Stated task: Convert all the records below into a Markdown table with two columns, No. and Entry, numbering each line in order and omitting blank lines.

Supplied records:

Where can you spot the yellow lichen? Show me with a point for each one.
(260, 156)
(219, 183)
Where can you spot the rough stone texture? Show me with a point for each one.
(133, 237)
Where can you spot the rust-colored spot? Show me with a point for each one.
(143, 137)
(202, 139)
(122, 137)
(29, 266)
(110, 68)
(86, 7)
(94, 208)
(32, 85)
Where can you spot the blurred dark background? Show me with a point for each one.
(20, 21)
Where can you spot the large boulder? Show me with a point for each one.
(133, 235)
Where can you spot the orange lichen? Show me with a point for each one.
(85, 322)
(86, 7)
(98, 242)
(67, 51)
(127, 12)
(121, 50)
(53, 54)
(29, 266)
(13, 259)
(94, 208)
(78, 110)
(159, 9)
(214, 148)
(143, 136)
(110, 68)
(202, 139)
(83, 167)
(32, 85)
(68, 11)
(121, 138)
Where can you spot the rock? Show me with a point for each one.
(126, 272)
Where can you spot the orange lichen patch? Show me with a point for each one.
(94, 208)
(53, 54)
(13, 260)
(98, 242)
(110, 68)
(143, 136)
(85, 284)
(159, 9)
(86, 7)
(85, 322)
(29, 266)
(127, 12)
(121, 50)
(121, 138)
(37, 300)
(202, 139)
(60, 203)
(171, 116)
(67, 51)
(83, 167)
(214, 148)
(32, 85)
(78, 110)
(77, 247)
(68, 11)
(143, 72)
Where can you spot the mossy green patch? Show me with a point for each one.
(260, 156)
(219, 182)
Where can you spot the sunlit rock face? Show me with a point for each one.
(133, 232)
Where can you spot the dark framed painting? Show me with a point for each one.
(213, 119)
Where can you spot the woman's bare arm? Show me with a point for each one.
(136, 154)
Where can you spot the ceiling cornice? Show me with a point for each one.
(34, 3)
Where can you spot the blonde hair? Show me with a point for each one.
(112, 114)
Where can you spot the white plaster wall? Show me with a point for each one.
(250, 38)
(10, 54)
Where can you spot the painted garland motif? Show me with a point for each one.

Written reply:
| No. | Entry |
|---|---|
| 1 | Where can you spot the yellow lichen? Show me with a point for each one. |
| 2 | (260, 156) |
| 3 | (219, 183) |
| 4 | Where can you spot the rough stone texture? Show me with a point for each one. |
| 5 | (133, 237) |
| 6 | Where can you spot the rust-colored spot? Show me with a point for each one. |
| 7 | (143, 137) |
| 8 | (202, 139) |
| 9 | (122, 137) |
| 10 | (29, 266) |
| 11 | (110, 68) |
| 12 | (86, 7) |
| 13 | (94, 208) |
| 14 | (32, 85) |
| 15 | Where can you spot the blurred dark background? Show me with a point for each one. |
| 16 | (20, 21) |
| 17 | Where can you spot the large boulder? Show me with a point for each one. |
| 18 | (133, 235) |
| 19 | Where can you spot the orange lichen? Show me with a point for each one. |
| 20 | (85, 322) |
| 21 | (86, 7) |
| 22 | (98, 242) |
| 23 | (67, 51) |
| 24 | (127, 12) |
| 25 | (121, 50) |
| 26 | (53, 54) |
| 27 | (29, 266) |
| 28 | (13, 259) |
| 29 | (94, 208) |
| 30 | (78, 110) |
| 31 | (159, 9) |
| 32 | (214, 148) |
| 33 | (143, 136) |
| 34 | (110, 68) |
| 35 | (202, 139) |
| 36 | (83, 167) |
| 37 | (32, 85) |
| 38 | (68, 11) |
| 39 | (121, 138) |
| 40 | Where can you spot the rock? Show me with a point for each one. |
| 41 | (126, 272) |
| 42 | Where can you spot the orange lichen patch? Show me with a point for each one. |
| 43 | (94, 208) |
| 44 | (53, 54) |
| 45 | (13, 260) |
| 46 | (98, 242) |
| 47 | (110, 68) |
| 48 | (143, 136) |
| 49 | (85, 284) |
| 50 | (159, 9) |
| 51 | (86, 7) |
| 52 | (85, 322) |
| 53 | (29, 266) |
| 54 | (127, 12) |
| 55 | (121, 50) |
| 56 | (121, 138) |
| 57 | (37, 300) |
| 58 | (202, 139) |
| 59 | (60, 203) |
| 60 | (171, 116) |
| 61 | (67, 51) |
| 62 | (83, 167) |
| 63 | (214, 148) |
| 64 | (32, 85) |
| 65 | (78, 110) |
| 66 | (77, 247) |
| 67 | (68, 11) |
| 68 | (143, 72) |
| 69 | Where can you spot the mossy green patch? Show me with a point for each one. |
| 70 | (260, 156) |
| 71 | (219, 182) |
| 72 | Where can you spot the sunlit rock face? Show me with a point for each one. |
| 73 | (133, 232) |
| 74 | Where can you spot the dark framed painting? Show me with a point for each one. |
| 75 | (213, 119) |
| 76 | Where can you spot the woman's bare arm? Show me with a point for each one. |
| 77 | (136, 154) |
| 78 | Where can you spot the ceiling cornice? Show me with a point for each one. |
| 79 | (34, 3) |
| 80 | Where can you spot the blonde hair? Show me with a point for each one. |
| 81 | (112, 114) |
| 82 | Where can you spot the white plaster wall? Show me with a point for each one. |
| 83 | (250, 38) |
| 84 | (10, 54) |
| 85 | Where can you spot the painted garland motif? Show me with a point for each one. |